[Instruction]
Extract the complete data exactly as given.

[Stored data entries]

============================================================

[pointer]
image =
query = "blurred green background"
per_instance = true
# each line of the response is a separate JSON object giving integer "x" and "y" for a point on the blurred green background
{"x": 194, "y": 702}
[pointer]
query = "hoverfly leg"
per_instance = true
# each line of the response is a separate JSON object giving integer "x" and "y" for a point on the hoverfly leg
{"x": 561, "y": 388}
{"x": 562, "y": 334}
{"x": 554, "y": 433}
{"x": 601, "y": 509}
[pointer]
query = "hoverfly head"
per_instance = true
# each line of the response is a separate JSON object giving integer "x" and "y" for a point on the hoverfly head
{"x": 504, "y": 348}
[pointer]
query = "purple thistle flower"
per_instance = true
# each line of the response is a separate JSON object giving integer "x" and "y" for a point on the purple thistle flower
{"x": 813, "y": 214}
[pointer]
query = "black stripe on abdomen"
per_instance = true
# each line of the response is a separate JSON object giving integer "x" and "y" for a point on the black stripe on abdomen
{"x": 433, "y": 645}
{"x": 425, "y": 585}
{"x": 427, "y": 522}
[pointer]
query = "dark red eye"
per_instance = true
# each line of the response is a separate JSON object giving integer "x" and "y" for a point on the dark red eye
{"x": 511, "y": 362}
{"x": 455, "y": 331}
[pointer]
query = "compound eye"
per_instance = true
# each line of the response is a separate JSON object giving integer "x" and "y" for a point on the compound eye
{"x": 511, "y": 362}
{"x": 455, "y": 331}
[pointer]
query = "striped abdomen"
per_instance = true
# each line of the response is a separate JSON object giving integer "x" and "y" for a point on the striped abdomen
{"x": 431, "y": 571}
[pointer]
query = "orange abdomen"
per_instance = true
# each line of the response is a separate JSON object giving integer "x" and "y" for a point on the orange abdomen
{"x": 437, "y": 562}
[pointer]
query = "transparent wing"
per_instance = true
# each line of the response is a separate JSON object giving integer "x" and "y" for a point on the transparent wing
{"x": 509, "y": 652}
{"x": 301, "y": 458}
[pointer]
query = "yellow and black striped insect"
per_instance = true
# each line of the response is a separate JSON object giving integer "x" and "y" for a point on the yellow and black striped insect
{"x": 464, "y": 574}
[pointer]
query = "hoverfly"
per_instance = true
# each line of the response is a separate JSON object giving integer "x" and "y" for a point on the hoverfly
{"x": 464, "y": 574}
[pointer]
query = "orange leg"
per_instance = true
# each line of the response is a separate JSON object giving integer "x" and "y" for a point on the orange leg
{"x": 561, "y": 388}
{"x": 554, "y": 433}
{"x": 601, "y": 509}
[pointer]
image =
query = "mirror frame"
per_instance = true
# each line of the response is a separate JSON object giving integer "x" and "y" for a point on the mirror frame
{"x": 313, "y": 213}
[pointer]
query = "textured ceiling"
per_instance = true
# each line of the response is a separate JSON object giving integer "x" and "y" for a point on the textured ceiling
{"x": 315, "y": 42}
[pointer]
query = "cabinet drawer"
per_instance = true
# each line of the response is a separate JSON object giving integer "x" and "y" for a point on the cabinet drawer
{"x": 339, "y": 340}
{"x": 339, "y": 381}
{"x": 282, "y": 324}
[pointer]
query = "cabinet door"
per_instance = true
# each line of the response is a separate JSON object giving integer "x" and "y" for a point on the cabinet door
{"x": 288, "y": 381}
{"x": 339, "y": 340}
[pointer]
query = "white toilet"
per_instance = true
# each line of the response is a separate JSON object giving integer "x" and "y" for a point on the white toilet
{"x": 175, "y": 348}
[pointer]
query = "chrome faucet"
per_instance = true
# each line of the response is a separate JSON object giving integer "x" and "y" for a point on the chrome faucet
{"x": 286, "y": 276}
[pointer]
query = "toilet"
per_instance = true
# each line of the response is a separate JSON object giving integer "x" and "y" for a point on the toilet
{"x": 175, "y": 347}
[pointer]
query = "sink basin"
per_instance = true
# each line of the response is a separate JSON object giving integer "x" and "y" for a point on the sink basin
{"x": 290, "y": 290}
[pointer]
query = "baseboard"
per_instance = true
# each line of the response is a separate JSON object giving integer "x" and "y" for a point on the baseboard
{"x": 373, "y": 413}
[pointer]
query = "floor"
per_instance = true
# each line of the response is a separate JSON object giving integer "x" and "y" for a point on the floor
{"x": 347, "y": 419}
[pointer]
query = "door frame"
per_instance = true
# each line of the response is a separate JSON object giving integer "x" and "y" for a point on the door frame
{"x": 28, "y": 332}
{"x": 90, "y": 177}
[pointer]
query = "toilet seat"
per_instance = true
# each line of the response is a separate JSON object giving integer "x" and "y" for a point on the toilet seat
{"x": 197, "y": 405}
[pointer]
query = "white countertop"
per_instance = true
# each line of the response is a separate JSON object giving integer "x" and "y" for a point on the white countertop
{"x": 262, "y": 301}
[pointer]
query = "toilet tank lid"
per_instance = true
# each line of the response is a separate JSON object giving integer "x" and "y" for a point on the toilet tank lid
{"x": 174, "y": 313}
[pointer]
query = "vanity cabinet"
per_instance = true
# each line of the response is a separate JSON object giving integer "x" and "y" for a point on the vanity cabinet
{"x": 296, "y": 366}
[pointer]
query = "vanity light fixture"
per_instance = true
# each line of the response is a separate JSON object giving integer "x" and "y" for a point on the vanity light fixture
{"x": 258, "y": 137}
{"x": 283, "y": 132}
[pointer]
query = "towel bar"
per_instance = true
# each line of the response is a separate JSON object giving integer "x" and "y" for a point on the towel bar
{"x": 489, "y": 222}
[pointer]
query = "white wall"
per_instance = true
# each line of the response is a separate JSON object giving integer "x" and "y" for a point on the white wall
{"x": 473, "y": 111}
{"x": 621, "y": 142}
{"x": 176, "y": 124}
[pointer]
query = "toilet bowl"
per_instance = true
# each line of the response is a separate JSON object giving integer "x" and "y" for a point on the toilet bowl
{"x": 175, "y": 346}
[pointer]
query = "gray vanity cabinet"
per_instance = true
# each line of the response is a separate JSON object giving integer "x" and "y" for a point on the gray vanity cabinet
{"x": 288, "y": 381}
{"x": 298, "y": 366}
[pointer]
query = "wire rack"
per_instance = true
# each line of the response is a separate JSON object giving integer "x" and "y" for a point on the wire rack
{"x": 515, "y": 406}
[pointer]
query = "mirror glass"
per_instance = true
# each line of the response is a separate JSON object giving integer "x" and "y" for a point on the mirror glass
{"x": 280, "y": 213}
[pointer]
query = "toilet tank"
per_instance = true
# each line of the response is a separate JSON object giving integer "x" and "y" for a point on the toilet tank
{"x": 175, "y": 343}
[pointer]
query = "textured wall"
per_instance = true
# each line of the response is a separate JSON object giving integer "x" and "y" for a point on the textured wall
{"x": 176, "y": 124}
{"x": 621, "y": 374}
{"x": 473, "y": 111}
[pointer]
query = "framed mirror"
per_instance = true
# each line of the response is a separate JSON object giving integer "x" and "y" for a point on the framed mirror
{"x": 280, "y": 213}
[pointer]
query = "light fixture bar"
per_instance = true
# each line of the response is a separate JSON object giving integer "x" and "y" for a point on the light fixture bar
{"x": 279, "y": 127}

============================================================

[Worked answer]
[pointer]
image =
query = "blurred green background"
per_instance = true
# each line of the response is a separate JSON object giving integer "x" and "y" for a point on the blurred green background
{"x": 194, "y": 702}
[pointer]
query = "hoverfly leg"
per_instance = true
# each line of the response is a separate JSON object giving integer "x" and "y" for a point on the hoverfly leg
{"x": 561, "y": 388}
{"x": 562, "y": 334}
{"x": 554, "y": 433}
{"x": 601, "y": 509}
[pointer]
query = "hoverfly head"
per_instance = true
# each line of the response is a separate JSON object giving integer "x" and "y" for a point on the hoverfly head
{"x": 504, "y": 348}
[pointer]
query = "purple thistle flower"
per_instance = true
# each line of the response is a separate JSON object giving integer "x" and "y" for a point on the purple thistle flower
{"x": 813, "y": 214}
[pointer]
query = "black stripe on abdomen"
per_instance = true
# each line of the response is a separate JSON object giving integer "x" and "y" for a point on the black stripe on abdomen
{"x": 433, "y": 645}
{"x": 425, "y": 585}
{"x": 427, "y": 522}
[pointer]
query = "dark red eye"
per_instance = true
# each line of the response is a separate JSON object giving integer "x" and "y" for a point on the dark red eye
{"x": 511, "y": 362}
{"x": 455, "y": 331}
[pointer]
query = "compound eye"
per_instance = true
# each line of the response is a separate JSON object giving integer "x" and "y" for a point on the compound eye
{"x": 511, "y": 362}
{"x": 455, "y": 331}
[pointer]
query = "striped abdomen"
per_instance = true
# each line of the response is a separate JSON object giving integer "x" and "y" for a point on the striped abdomen
{"x": 431, "y": 571}
[pointer]
query = "orange abdomen"
per_instance = true
# each line of the response is a separate JSON object giving integer "x" and "y" for a point on the orange abdomen
{"x": 437, "y": 562}
[pointer]
query = "transparent wing"
per_instance = true
# each line of the response is a separate JSON object giving integer "x" and "y" for a point on the transparent wing
{"x": 509, "y": 652}
{"x": 301, "y": 458}
[pointer]
query = "yellow and black striped insect"
per_instance = true
# each line of the response is a separate JSON object giving integer "x" and "y" for a point on the yellow and black striped insect
{"x": 464, "y": 574}
[pointer]
query = "hoverfly"
per_instance = true
# each line of the response is a separate JSON object giving integer "x" and "y" for a point on the hoverfly
{"x": 464, "y": 574}
[pointer]
query = "orange leg"
per_instance = true
# each line of the response is a separate JSON object giving integer "x" and "y" for a point on the orange leg
{"x": 561, "y": 388}
{"x": 554, "y": 433}
{"x": 601, "y": 509}
[pointer]
image =
query = "mirror frame"
per_instance = true
# each line of the response is a separate JSON object giving integer "x" and "y" for a point on the mirror frame
{"x": 313, "y": 213}
[pointer]
query = "textured ceiling"
per_instance = true
# each line of the response is a separate JSON object giving integer "x" and "y" for a point on the textured ceiling
{"x": 315, "y": 42}
[pointer]
query = "cabinet drawer"
per_instance = true
# each line of the response is a separate JSON object giving integer "x" and "y" for a point on the cabinet drawer
{"x": 339, "y": 340}
{"x": 339, "y": 381}
{"x": 282, "y": 324}
[pointer]
query = "cabinet door"
per_instance = true
# each line of the response is a separate JSON object giving integer "x" and "y" for a point on the cabinet door
{"x": 288, "y": 381}
{"x": 339, "y": 340}
[pointer]
query = "white toilet"
per_instance = true
# each line of the response is a separate JSON object giving integer "x" and "y" for a point on the white toilet
{"x": 175, "y": 348}
[pointer]
query = "chrome faucet"
per_instance = true
# each line of the response is a separate JSON object giving integer "x" and "y" for a point on the chrome faucet
{"x": 286, "y": 276}
[pointer]
query = "toilet"
per_instance = true
# each line of the response is a separate JSON object giving integer "x" and "y" for a point on the toilet
{"x": 175, "y": 347}
[pointer]
query = "sink basin"
per_instance = true
# each line of the response is a separate JSON object giving integer "x" and "y" for a point on the sink basin
{"x": 290, "y": 290}
[pointer]
query = "baseboard"
per_instance = true
# each line of the response is a separate JSON object giving integer "x" and "y" for a point on the baseboard
{"x": 373, "y": 413}
[pointer]
query = "floor"
per_instance = true
# each line of the response is a separate JSON object giving integer "x" and "y" for a point on the floor
{"x": 347, "y": 419}
[pointer]
query = "door frame"
per_instance = true
# each line of the response is a separate JSON object giving integer "x" and "y" for a point on the door frame
{"x": 28, "y": 332}
{"x": 90, "y": 177}
[pointer]
query = "toilet seat"
per_instance = true
# each line of the response is a separate JSON object giving integer "x" and "y" for a point on the toilet seat
{"x": 197, "y": 405}
[pointer]
query = "white countertop"
per_instance = true
# each line of the response is a separate JSON object giving integer "x" and "y" for a point on the white countertop
{"x": 262, "y": 301}
[pointer]
query = "toilet tank lid"
per_instance = true
# each line of the response is a separate JSON object giving integer "x" and "y" for a point on the toilet tank lid
{"x": 174, "y": 313}
[pointer]
query = "vanity cabinet"
per_instance = true
# each line of the response is a separate JSON object giving integer "x" and "y" for a point on the vanity cabinet
{"x": 296, "y": 366}
[pointer]
query = "vanity light fixture"
per_instance = true
# each line of the response is a separate JSON object giving integer "x" and "y" for a point on the vanity light fixture
{"x": 258, "y": 137}
{"x": 283, "y": 132}
[pointer]
query = "towel bar"
per_instance = true
# each line of the response is a separate JSON object giving integer "x" and "y" for a point on the towel bar
{"x": 489, "y": 222}
[pointer]
query = "white wall"
per_instance = true
# each line of the response is a separate JSON object giving integer "x" and "y" for a point on the white wall
{"x": 473, "y": 111}
{"x": 621, "y": 142}
{"x": 176, "y": 124}
[pointer]
query = "toilet bowl"
per_instance = true
# each line of the response is a separate JSON object giving integer "x" and "y" for a point on the toilet bowl
{"x": 175, "y": 346}
[pointer]
query = "gray vanity cabinet"
per_instance = true
# each line of the response is a separate JSON object giving integer "x" and "y" for a point on the gray vanity cabinet
{"x": 288, "y": 381}
{"x": 298, "y": 366}
[pointer]
query = "wire rack"
per_instance = true
# each line of the response is a separate JSON object giving integer "x" and "y" for a point on the wire rack
{"x": 515, "y": 406}
[pointer]
query = "mirror glass"
per_instance = true
# each line of the response is a separate JSON object giving integer "x" and "y" for a point on the mirror glass
{"x": 280, "y": 213}
[pointer]
query = "toilet tank"
per_instance = true
# each line of the response is a separate JSON object giving integer "x" and "y" for a point on the toilet tank
{"x": 175, "y": 343}
[pointer]
query = "textured wall"
per_instance = true
# each line of the response is a separate JSON object giving integer "x" and "y" for a point on the textured wall
{"x": 176, "y": 124}
{"x": 621, "y": 374}
{"x": 473, "y": 111}
[pointer]
query = "framed mirror"
per_instance = true
# each line of the response is a separate JSON object giving integer "x" and "y" for a point on the framed mirror
{"x": 280, "y": 213}
[pointer]
query = "light fixture bar"
per_instance = true
# each line of the response is a separate JSON object giving integer "x" and "y" for a point on the light fixture bar
{"x": 279, "y": 127}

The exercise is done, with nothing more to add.